How many lines in the records below contain the string "above"? Give only the number.

#####

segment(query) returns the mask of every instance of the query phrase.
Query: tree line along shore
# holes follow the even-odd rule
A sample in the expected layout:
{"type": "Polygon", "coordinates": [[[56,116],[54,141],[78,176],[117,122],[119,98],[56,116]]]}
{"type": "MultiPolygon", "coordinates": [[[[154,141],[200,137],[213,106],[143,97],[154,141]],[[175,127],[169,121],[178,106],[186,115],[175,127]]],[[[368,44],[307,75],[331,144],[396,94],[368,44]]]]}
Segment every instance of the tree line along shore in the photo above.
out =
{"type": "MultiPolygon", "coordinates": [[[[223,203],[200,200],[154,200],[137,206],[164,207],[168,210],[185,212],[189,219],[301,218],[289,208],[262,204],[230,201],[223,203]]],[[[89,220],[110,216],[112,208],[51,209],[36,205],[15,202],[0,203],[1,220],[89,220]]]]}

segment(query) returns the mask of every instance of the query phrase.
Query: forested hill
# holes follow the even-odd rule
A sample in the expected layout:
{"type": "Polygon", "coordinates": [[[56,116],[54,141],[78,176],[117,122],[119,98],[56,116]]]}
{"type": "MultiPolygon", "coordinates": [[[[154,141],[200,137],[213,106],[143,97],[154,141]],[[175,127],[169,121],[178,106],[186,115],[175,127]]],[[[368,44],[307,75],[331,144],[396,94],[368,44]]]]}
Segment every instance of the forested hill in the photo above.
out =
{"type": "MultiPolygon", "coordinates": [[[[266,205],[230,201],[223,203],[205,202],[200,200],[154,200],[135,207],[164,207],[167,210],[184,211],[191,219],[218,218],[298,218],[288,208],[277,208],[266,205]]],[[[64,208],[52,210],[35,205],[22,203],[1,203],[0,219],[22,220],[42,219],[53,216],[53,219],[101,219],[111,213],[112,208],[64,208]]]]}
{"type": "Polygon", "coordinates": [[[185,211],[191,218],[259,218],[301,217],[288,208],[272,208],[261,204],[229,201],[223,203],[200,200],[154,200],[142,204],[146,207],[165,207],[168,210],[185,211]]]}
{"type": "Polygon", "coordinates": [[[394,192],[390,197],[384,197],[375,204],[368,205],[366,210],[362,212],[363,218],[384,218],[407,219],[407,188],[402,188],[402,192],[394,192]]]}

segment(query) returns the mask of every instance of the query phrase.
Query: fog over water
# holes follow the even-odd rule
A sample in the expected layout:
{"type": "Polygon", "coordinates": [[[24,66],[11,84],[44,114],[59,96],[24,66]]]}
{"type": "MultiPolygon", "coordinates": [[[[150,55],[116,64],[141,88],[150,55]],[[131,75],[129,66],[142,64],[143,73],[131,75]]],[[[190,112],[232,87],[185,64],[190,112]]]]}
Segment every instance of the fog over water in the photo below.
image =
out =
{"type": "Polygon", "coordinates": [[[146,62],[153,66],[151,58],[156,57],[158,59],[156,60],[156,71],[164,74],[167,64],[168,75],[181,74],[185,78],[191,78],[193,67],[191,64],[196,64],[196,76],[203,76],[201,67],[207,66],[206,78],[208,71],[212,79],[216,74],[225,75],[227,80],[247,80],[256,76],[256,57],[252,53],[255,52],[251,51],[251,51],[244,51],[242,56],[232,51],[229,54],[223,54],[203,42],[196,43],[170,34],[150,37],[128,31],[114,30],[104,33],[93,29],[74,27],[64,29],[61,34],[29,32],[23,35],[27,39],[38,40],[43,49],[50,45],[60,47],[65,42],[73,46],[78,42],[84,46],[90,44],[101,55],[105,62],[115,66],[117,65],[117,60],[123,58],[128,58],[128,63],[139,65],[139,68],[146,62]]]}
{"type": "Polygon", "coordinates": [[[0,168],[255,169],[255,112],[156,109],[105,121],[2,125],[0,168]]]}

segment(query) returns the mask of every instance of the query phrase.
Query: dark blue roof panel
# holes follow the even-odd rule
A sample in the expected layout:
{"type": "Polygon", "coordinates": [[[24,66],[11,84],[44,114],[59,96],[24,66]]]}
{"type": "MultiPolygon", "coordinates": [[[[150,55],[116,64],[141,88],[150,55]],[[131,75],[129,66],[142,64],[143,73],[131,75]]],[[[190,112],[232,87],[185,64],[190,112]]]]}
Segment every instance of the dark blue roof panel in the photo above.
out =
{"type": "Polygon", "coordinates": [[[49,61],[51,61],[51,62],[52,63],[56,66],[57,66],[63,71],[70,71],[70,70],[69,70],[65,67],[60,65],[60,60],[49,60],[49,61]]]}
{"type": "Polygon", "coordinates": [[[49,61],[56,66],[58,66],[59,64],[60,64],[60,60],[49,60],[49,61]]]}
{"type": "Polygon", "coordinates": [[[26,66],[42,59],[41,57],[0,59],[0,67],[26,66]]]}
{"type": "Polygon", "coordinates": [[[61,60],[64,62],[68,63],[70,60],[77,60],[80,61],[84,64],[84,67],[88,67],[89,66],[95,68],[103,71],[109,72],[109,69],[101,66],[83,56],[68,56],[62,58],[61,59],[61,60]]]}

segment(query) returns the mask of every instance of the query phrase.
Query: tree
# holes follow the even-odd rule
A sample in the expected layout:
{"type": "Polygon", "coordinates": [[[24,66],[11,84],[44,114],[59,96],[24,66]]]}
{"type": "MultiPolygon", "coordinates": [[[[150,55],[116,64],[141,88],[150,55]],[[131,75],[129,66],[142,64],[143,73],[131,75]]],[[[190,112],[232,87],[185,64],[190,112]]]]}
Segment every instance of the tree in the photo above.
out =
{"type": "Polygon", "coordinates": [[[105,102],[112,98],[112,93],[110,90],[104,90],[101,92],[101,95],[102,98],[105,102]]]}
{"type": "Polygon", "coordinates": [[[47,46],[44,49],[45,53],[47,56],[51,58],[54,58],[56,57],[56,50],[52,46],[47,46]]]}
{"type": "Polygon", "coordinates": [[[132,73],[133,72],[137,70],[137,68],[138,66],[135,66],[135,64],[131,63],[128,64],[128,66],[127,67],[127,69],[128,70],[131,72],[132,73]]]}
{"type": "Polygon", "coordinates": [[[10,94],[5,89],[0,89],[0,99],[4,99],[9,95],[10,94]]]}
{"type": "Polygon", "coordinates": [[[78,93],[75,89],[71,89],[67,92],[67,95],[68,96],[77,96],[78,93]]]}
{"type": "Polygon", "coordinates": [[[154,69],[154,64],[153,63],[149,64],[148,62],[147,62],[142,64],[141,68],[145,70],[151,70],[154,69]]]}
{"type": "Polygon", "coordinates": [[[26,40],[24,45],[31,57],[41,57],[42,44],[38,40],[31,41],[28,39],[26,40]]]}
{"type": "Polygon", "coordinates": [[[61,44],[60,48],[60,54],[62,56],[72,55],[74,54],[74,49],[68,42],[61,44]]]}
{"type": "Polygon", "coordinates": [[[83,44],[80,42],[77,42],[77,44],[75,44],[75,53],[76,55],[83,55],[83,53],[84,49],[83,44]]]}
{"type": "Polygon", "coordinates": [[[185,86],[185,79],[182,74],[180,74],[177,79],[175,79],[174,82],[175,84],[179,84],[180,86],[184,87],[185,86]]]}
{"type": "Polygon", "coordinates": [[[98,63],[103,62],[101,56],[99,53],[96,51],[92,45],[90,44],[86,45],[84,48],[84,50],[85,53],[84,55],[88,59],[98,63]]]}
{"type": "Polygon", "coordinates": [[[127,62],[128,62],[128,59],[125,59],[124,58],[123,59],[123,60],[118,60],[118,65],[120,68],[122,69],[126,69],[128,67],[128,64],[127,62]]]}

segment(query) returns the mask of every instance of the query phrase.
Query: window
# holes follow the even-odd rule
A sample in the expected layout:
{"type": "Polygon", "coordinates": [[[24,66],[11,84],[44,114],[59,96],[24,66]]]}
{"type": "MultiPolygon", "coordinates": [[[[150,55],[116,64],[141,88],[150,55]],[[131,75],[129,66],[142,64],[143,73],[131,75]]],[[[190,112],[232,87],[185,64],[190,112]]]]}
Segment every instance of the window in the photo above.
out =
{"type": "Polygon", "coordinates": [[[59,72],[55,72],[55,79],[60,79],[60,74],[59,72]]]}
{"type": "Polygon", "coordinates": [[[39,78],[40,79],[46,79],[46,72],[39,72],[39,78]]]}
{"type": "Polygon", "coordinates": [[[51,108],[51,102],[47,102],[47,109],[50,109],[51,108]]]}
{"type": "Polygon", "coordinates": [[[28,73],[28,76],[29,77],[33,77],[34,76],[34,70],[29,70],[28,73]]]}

#####

◆ Result of the task
5